● YOUR INSTRUCTIONS: Exact copy, no pictures: output all the records that follow.

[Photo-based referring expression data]

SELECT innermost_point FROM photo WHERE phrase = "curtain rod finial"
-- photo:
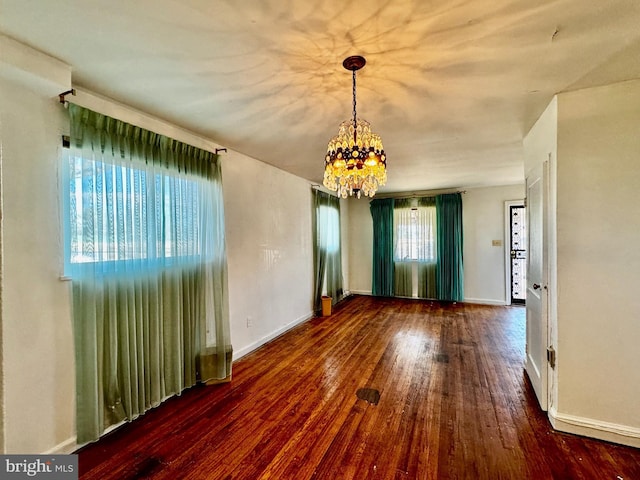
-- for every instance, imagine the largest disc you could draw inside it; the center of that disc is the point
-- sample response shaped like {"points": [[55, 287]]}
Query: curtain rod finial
{"points": [[64, 94]]}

● WRITTEN ANSWER:
SELECT innermost_point FROM photo WHERE phrase = "curtain rod finial"
-- photo:
-- for every instance, imagine the largest disc you could draw inside it; the center of that disc is the point
-- sample response shaped like {"points": [[55, 287]]}
Query: curtain rod finial
{"points": [[64, 94]]}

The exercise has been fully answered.